---------- Records for the exercise
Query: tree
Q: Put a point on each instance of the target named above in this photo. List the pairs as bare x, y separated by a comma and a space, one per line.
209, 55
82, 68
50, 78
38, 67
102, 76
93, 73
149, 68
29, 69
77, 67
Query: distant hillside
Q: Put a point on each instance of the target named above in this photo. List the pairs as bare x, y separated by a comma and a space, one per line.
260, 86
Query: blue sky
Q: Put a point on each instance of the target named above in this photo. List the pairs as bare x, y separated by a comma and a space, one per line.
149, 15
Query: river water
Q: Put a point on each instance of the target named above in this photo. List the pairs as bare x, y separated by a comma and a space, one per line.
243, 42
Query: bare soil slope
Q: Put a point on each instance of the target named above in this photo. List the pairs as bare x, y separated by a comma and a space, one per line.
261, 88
--------------------
Repeat the data verbatim.

Query: tree
Q: Put a point on each instance of the target named above in this photo. List the pairs as bare x, y separated by a comma and a space, one per line.
209, 55
82, 68
50, 78
38, 67
102, 76
93, 73
149, 68
29, 69
77, 67
Query: distant hillside
Q: Put a point on each instance of the target named above in this photo. List the pairs as bare x, y separated by a comma and a space, one per line.
260, 86
Query: blue sky
Q: Put a point on each instance of the target named above in this photo. List the pairs as bare x, y separated by a comma and a space, one per line.
149, 15
Query: river water
Q: Put a point on each instance of the target named above in this photo. List the pairs as bare x, y separated by a comma and a space, one per line.
243, 42
Query: bare soil slope
Q: Put a point on each instance of the target named above in this photo. List the pairs as bare x, y separated by a comma and a space, one per line.
261, 88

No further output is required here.